- WRITTEN TASK:
Nothing but the lines from the one that contains "Task: point to each instance of the tall black" through the end of the listing should appear, set down exactly.

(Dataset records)
○ ○ ○ ○ ○ ○ ○

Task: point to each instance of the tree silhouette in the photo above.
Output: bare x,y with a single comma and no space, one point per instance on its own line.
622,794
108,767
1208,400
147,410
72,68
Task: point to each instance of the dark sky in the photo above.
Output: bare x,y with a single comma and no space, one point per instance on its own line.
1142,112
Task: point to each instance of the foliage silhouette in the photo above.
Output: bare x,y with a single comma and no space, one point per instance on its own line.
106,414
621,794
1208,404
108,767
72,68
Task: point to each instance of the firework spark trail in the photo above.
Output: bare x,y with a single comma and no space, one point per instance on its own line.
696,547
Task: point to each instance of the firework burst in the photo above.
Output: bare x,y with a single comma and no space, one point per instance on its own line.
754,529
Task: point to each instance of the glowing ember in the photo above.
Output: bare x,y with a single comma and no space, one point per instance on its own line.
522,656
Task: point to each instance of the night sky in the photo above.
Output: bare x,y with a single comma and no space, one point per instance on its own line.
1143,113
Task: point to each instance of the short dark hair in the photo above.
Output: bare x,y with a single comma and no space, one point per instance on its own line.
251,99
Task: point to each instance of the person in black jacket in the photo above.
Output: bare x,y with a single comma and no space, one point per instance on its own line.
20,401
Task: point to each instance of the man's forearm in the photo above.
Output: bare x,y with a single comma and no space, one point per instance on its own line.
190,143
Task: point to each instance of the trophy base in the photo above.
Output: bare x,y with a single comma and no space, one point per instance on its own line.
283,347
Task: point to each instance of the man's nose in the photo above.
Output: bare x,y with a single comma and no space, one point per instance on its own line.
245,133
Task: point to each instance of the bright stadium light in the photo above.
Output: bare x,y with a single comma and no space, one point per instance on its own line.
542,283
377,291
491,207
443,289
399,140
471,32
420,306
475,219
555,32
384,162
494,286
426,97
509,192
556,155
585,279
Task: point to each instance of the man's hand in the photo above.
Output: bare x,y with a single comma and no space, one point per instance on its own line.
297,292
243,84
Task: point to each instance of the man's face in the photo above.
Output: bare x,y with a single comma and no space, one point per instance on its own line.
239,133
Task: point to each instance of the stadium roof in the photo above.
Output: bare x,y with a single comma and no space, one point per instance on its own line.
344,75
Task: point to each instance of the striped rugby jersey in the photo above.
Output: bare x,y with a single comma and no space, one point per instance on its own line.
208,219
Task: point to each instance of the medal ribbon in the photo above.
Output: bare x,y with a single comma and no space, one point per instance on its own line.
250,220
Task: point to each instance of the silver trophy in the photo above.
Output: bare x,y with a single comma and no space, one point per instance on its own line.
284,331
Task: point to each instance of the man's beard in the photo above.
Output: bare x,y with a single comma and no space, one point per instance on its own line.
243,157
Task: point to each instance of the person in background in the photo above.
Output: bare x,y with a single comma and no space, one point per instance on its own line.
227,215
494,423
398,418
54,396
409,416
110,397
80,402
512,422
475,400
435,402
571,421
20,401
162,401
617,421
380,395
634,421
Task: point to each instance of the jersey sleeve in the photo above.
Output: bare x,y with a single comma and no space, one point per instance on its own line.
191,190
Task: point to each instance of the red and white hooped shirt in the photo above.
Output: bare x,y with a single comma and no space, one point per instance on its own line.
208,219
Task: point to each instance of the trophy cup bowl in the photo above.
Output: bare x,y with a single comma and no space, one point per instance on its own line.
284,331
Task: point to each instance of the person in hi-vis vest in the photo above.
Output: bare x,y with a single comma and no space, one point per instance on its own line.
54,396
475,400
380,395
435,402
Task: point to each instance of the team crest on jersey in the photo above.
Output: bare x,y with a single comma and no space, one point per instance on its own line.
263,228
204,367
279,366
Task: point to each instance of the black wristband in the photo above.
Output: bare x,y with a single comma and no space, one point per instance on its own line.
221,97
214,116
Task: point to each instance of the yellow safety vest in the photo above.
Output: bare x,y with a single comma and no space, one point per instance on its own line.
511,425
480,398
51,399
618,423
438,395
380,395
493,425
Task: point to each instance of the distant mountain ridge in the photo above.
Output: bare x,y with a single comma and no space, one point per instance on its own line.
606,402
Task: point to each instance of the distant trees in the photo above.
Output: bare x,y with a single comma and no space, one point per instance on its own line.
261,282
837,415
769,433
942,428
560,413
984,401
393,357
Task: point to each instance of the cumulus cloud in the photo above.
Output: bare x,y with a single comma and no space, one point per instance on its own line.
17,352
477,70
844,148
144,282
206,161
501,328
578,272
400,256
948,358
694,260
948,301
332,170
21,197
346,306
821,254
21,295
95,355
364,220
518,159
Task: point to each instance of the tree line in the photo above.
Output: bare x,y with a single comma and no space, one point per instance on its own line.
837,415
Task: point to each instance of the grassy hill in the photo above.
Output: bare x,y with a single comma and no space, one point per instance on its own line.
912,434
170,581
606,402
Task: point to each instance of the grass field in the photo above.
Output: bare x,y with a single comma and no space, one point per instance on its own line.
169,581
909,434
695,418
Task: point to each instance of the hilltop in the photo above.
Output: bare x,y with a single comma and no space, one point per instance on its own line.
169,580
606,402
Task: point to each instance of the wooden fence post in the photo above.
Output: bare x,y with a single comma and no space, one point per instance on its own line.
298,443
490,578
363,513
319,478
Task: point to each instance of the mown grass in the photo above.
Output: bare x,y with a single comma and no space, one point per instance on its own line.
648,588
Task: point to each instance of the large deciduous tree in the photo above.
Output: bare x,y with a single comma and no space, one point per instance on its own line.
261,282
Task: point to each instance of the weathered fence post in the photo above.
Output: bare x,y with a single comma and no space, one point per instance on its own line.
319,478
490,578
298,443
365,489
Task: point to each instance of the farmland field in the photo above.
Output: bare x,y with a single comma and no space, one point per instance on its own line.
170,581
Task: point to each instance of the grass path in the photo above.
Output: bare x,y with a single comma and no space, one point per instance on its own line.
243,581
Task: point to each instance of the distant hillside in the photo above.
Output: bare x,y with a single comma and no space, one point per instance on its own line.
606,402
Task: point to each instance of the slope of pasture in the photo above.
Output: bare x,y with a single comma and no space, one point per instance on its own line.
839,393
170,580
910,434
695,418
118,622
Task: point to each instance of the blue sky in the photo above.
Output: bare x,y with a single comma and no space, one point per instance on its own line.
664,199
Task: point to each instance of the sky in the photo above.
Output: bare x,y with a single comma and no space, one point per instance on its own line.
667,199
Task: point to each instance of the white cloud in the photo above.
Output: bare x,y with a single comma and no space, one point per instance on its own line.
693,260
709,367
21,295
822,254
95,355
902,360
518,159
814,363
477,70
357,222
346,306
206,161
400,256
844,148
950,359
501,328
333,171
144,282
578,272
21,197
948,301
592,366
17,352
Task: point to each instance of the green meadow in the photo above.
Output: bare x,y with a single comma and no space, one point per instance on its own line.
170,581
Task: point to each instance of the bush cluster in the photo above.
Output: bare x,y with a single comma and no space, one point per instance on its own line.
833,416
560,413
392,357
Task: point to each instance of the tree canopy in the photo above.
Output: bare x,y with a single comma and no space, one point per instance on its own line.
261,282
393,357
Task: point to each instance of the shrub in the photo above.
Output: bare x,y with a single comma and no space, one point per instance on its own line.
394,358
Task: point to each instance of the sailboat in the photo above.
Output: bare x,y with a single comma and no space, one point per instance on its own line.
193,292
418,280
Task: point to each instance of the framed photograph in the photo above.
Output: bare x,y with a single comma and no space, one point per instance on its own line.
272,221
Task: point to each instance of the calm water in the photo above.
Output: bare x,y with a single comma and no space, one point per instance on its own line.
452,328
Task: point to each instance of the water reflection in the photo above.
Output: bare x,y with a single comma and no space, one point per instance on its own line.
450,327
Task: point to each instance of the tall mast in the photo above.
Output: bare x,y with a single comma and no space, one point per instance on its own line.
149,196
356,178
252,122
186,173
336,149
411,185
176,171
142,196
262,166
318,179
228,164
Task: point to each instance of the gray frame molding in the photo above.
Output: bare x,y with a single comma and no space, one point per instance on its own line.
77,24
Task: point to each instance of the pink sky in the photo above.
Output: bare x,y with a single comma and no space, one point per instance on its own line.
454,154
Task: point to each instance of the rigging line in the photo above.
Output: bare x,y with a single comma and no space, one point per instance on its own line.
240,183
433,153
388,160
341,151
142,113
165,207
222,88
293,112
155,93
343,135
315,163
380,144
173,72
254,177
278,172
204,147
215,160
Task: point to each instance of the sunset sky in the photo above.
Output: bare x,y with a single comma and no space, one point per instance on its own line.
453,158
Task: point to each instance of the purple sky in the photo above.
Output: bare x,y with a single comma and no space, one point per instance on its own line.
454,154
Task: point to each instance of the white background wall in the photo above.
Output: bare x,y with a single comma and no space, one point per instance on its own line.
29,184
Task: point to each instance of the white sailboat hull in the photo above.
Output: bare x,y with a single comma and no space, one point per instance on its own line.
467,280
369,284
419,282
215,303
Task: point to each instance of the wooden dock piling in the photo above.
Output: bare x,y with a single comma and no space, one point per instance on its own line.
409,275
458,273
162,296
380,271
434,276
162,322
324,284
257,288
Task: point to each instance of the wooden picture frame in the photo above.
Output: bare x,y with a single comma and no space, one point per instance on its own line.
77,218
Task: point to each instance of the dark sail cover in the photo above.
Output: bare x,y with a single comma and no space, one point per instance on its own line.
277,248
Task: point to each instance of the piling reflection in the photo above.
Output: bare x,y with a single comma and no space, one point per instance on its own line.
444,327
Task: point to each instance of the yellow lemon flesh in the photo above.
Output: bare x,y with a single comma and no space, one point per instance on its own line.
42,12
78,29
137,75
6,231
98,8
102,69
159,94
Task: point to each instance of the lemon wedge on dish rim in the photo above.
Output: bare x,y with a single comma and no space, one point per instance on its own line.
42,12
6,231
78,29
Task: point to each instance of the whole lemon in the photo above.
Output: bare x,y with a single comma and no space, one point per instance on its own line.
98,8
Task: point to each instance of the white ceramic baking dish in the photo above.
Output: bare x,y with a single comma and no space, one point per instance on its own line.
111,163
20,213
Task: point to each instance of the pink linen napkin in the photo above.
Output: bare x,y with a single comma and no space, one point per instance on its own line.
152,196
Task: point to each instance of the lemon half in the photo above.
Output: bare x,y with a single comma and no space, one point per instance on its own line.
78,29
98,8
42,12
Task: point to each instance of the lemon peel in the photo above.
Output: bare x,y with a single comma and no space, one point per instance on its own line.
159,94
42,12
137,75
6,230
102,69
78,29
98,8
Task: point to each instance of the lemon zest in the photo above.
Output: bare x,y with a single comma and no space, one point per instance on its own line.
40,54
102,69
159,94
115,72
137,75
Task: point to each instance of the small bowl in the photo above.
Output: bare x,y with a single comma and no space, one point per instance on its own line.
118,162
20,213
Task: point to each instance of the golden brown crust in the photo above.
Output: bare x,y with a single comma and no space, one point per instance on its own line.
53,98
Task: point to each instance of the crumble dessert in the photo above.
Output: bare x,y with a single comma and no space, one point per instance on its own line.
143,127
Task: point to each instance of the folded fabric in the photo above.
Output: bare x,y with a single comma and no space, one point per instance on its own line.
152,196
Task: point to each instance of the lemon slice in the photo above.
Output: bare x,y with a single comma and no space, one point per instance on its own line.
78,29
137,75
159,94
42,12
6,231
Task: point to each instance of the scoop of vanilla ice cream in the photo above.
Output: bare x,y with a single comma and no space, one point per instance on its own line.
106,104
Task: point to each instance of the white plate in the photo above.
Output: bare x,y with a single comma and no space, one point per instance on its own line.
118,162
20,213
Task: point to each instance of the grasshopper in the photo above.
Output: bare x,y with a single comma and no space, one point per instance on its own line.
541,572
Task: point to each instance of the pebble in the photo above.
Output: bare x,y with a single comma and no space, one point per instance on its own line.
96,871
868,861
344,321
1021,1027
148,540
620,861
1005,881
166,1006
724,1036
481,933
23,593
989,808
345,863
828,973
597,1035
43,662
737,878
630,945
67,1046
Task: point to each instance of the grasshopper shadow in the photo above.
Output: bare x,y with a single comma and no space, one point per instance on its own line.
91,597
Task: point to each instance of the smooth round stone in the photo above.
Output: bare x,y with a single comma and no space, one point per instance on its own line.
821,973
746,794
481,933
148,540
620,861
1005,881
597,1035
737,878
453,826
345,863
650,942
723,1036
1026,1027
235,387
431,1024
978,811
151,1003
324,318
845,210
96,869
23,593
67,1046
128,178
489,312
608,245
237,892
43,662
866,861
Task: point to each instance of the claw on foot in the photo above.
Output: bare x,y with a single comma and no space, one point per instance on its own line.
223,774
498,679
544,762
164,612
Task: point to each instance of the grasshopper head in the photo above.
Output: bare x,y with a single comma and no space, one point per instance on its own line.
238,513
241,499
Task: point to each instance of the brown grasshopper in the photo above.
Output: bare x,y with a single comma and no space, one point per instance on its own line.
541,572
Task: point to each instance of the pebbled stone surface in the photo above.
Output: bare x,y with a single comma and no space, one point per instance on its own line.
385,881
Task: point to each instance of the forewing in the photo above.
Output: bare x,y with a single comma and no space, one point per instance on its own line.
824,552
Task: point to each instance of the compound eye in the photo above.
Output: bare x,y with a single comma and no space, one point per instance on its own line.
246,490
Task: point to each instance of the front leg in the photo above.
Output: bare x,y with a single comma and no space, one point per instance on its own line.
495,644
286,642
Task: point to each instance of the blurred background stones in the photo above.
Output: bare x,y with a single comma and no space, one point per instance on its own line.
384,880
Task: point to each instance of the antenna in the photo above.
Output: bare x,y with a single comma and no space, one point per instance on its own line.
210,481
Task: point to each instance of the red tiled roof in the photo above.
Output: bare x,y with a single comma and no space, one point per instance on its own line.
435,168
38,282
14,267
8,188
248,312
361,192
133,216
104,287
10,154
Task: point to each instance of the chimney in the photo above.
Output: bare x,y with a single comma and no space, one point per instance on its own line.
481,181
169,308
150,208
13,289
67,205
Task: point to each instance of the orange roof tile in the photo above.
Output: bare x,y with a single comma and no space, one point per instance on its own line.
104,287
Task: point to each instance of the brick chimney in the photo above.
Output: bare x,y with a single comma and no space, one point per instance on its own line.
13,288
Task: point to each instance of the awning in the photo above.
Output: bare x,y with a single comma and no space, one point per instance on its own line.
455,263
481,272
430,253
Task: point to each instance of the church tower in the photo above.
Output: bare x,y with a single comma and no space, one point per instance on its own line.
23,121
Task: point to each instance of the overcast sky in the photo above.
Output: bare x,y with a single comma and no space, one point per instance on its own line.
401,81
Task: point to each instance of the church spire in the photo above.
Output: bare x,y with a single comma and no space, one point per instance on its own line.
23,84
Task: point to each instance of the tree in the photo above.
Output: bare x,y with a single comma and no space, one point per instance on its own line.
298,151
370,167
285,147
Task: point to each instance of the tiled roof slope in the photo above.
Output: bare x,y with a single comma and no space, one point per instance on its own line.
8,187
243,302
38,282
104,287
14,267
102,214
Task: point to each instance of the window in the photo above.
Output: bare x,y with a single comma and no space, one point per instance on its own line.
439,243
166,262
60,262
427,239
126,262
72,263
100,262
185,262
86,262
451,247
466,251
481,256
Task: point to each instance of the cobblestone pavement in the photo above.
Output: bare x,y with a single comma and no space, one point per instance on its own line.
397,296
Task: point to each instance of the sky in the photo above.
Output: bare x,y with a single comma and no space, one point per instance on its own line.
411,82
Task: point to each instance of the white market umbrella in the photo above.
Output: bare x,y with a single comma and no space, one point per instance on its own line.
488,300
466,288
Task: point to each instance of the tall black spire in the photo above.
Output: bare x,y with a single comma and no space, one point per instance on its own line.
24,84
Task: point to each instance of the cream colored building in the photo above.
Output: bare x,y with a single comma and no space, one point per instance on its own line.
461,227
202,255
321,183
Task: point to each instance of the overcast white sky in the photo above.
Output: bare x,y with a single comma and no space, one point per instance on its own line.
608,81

○ ○ ○ ○ ○ ○ ○

- THE SOLUTION:
Task: point to each instance of the tall black spire in the photo above.
Output: bare x,y with a single comma and no space, one point per instance on its own line.
24,84
Task: point to each instance of the cream colored building in the photo above.
Output: bare x,y with a single comma and no space, one point per instance on its own line.
461,227
202,255
321,183
Task: point to each instance of the overcast white sky in the photo above.
Output: bare x,y with a single comma and no space, one point per instance on its own line.
608,81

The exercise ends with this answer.